**Aufgabenstellung:**
A: Schreiben Sie aus dem Text über den spanischen Erbfolgekrieg den Abschnitt wortgetreu ab, der bei „Beim Anfange des“ beginnt und bei „die spanische Krone.“ endet.
B: Beantworten Sie zum Text über den spanischen Erbfolgekrieg die folgenden Fragen:
(i) Wer bekam am Ende die spanische Krone?
(ii) Womit wollte Ludwig XIV. den Frieden erkaufen?
(iii) Zu wessen Ehre endete der Krieg?

**Vorliegender Text:**
------------------------

Entscheidet Krieg über Recht?

Beim Anfange des verflossenen Jahrhunderts verwickelte sich der größte Theil von Europa in den langen und widrigen Krieg, den man unter dem Namen des spanischen Successionskrieges kennt. Er endigte damit, daß man im Frieden gab, was man durch ihn hatte verhindern wollen: Philipp bekam die spanische Krone.

Wie? müssen einer Erbfolge wegen blutige Kriege geführt werden? Wird durch den Krieg ein Recht gegründet, das man nicht hatte? oder in ihm ein dunkles Recht klarer? Umgekehrt; die Parteien erhitzen sich; der Sieger ist verblendet. Beim Glück der Waffen ward auf Ludwig's XIV. Anträge, der mit Theilen seines eignen Reichs den Frieden erkaufen wollte, nicht geachtet; seine Gesandten und er wurden, damit der Krieg fortgesetzt würde, mit Forderungen, die er mit Ehren nicht annehmen konnte, beschimpft. Und da sich durch Veranlassungen, die beinahe ein Nichts scheinen, das Blatt wandte, behielt er nicht nur, was er in der größten Enge dargeboten hatte, sondern erhielt auch seine Wünsche. Philipp blieb auf dem ungetheilten spanischen Throne. Was hatte der Krieg also entschieden? Verwirrt hatte er; Meinungen getheilt, Parteien gemacht, Länder gedrückt, geplagt, geängstet, entvölkert, ungeheure Summen gekostet, vielen Tausenden Gesundheit, Ruhe, Lebenszweck und Leben geraubt, unendliche Mühe nutzlos veranlaßt, Haß und Erbitterung der Nationen gegen einander gestärkt. Er endigte mit dem Mißvergnügen fast Aller, die ihn geführt hatten, zur Ehre Deß, der diesmal ungern an ihn ging, der ihn vermeiden wollte, Ludwig's.

------------------------

**Angezeigte Informationen:**
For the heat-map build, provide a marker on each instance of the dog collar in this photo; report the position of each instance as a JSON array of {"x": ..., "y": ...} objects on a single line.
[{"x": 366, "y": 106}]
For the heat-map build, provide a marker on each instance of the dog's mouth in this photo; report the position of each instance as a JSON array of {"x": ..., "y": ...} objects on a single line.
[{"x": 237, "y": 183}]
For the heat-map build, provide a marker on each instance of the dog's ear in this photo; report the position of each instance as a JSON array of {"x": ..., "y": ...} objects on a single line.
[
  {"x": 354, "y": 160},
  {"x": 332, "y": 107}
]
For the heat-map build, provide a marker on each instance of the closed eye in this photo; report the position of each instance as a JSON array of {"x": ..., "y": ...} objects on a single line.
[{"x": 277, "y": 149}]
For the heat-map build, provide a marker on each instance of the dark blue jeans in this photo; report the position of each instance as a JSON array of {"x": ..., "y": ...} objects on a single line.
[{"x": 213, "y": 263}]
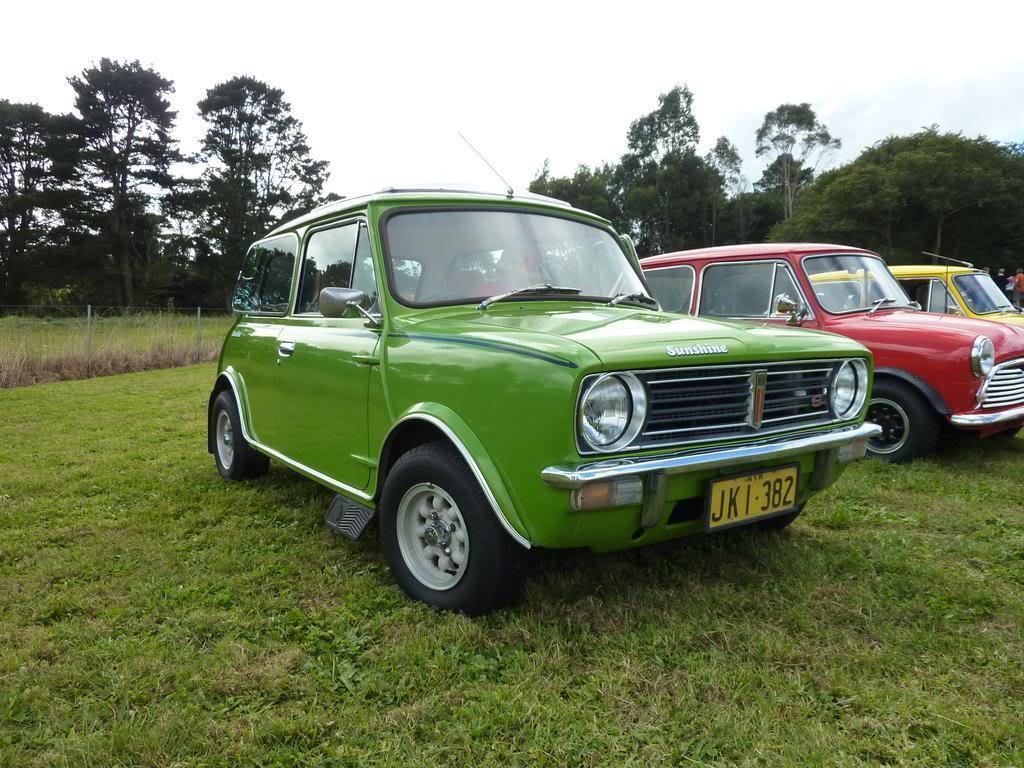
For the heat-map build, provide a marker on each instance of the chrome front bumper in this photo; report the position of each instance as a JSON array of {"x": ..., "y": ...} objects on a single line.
[
  {"x": 833, "y": 448},
  {"x": 672, "y": 464},
  {"x": 987, "y": 420}
]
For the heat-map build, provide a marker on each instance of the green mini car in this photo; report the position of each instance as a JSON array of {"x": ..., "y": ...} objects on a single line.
[{"x": 487, "y": 373}]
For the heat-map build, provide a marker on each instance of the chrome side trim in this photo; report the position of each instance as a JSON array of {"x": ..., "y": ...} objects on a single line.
[
  {"x": 986, "y": 420},
  {"x": 331, "y": 482},
  {"x": 574, "y": 477},
  {"x": 446, "y": 430}
]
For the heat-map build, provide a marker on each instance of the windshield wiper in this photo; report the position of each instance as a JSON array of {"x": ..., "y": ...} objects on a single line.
[
  {"x": 876, "y": 305},
  {"x": 640, "y": 299},
  {"x": 542, "y": 289}
]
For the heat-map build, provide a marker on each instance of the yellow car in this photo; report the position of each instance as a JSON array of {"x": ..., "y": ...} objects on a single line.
[{"x": 957, "y": 290}]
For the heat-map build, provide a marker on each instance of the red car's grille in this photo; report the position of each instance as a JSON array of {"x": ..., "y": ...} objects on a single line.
[{"x": 1006, "y": 386}]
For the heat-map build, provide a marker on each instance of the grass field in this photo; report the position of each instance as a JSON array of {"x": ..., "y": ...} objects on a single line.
[
  {"x": 35, "y": 349},
  {"x": 153, "y": 613}
]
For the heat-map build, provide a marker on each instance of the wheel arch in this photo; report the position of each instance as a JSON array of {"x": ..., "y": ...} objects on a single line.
[
  {"x": 921, "y": 386},
  {"x": 226, "y": 382},
  {"x": 431, "y": 422}
]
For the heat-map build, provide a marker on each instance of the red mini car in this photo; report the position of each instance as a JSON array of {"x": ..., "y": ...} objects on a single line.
[{"x": 930, "y": 370}]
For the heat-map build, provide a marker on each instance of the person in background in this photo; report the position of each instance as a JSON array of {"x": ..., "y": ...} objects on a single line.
[{"x": 1006, "y": 284}]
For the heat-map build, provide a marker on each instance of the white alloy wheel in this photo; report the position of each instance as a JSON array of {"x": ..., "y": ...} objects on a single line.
[
  {"x": 432, "y": 536},
  {"x": 225, "y": 439}
]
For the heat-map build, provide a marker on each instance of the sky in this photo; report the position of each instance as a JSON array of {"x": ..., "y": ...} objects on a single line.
[{"x": 384, "y": 88}]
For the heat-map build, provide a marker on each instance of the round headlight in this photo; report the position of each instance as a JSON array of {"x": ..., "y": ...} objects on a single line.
[
  {"x": 612, "y": 411},
  {"x": 982, "y": 356},
  {"x": 849, "y": 388}
]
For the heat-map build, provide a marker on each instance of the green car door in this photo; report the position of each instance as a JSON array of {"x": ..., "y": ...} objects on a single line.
[{"x": 317, "y": 400}]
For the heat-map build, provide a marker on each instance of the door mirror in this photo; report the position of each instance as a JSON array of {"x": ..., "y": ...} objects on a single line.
[
  {"x": 784, "y": 304},
  {"x": 340, "y": 302},
  {"x": 631, "y": 249}
]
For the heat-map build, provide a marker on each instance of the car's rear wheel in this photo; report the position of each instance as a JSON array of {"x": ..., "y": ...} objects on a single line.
[
  {"x": 441, "y": 539},
  {"x": 909, "y": 426},
  {"x": 236, "y": 459}
]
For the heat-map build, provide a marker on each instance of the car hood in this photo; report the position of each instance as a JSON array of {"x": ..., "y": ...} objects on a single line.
[
  {"x": 626, "y": 337},
  {"x": 1008, "y": 339}
]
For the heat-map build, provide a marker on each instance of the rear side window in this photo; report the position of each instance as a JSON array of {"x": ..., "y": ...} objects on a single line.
[
  {"x": 330, "y": 256},
  {"x": 673, "y": 287},
  {"x": 265, "y": 281},
  {"x": 338, "y": 257},
  {"x": 745, "y": 290}
]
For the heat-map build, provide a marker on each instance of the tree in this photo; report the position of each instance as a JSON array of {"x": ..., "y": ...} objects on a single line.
[
  {"x": 928, "y": 192},
  {"x": 671, "y": 127},
  {"x": 127, "y": 151},
  {"x": 26, "y": 134},
  {"x": 259, "y": 170},
  {"x": 796, "y": 140},
  {"x": 587, "y": 188},
  {"x": 726, "y": 180}
]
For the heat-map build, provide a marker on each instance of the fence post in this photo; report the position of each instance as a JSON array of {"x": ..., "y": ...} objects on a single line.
[
  {"x": 88, "y": 333},
  {"x": 199, "y": 334}
]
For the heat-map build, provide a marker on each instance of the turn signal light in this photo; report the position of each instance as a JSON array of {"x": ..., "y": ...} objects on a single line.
[{"x": 622, "y": 492}]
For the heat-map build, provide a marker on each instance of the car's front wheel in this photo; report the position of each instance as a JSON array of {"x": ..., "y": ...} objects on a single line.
[
  {"x": 236, "y": 459},
  {"x": 909, "y": 426},
  {"x": 441, "y": 539}
]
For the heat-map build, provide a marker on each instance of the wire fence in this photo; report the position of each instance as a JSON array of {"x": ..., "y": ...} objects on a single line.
[{"x": 41, "y": 343}]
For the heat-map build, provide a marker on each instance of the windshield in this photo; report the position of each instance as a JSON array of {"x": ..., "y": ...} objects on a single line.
[
  {"x": 849, "y": 283},
  {"x": 458, "y": 257},
  {"x": 981, "y": 294}
]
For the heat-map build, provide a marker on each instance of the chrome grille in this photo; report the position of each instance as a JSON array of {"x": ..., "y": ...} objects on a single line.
[
  {"x": 1006, "y": 386},
  {"x": 718, "y": 402}
]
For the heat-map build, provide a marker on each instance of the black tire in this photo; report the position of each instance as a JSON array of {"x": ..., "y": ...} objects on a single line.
[
  {"x": 245, "y": 461},
  {"x": 496, "y": 564},
  {"x": 778, "y": 522},
  {"x": 910, "y": 424}
]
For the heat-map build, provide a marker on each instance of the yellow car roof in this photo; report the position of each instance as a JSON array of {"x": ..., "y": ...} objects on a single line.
[{"x": 930, "y": 270}]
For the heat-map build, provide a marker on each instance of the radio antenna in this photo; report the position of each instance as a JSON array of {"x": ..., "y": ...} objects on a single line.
[{"x": 508, "y": 187}]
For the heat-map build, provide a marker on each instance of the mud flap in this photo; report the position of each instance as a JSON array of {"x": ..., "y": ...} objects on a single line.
[{"x": 348, "y": 518}]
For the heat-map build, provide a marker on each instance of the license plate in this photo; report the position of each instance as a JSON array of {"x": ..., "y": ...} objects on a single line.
[{"x": 752, "y": 496}]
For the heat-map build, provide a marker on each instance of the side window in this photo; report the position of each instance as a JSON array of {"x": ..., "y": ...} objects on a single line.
[
  {"x": 407, "y": 274},
  {"x": 329, "y": 260},
  {"x": 940, "y": 300},
  {"x": 737, "y": 290},
  {"x": 365, "y": 278},
  {"x": 920, "y": 291},
  {"x": 673, "y": 287},
  {"x": 265, "y": 281}
]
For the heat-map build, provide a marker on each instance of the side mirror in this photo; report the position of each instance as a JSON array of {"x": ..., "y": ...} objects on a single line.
[
  {"x": 631, "y": 249},
  {"x": 784, "y": 304},
  {"x": 340, "y": 302}
]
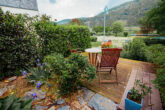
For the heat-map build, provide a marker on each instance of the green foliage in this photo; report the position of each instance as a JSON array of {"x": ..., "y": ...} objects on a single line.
[
  {"x": 154, "y": 52},
  {"x": 139, "y": 94},
  {"x": 154, "y": 40},
  {"x": 15, "y": 103},
  {"x": 76, "y": 22},
  {"x": 160, "y": 82},
  {"x": 93, "y": 39},
  {"x": 98, "y": 29},
  {"x": 18, "y": 48},
  {"x": 96, "y": 44},
  {"x": 70, "y": 72},
  {"x": 41, "y": 73},
  {"x": 117, "y": 27},
  {"x": 55, "y": 38},
  {"x": 134, "y": 50},
  {"x": 156, "y": 17},
  {"x": 125, "y": 34}
]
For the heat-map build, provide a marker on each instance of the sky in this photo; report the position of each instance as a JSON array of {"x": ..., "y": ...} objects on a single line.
[{"x": 67, "y": 9}]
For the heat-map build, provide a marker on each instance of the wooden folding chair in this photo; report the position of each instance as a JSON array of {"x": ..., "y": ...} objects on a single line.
[{"x": 108, "y": 60}]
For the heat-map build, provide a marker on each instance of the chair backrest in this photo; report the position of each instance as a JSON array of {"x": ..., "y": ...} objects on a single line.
[{"x": 110, "y": 57}]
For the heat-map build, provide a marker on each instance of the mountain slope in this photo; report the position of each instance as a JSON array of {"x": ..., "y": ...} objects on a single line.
[{"x": 129, "y": 12}]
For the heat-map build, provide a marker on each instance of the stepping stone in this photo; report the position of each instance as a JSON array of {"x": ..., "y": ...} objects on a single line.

------------------------

**Die Lösungen:**
A:
Beim Anfange des verflossenen Jahrhunderts verwickelte sich der größte Theil von Europa in den langen und widrigen Krieg, den man unter dem Namen des spanischen Successionskrieges kennt. Er endigte damit, daß man im Frieden gab, was man durch ihn hatte verhindern wollen: Philipp bekam die spanische Krone.

B:
(i) Philipp
(ii) Mit Teilen seines eigenen Reichs
(iii) Zur Ehre Ludwigs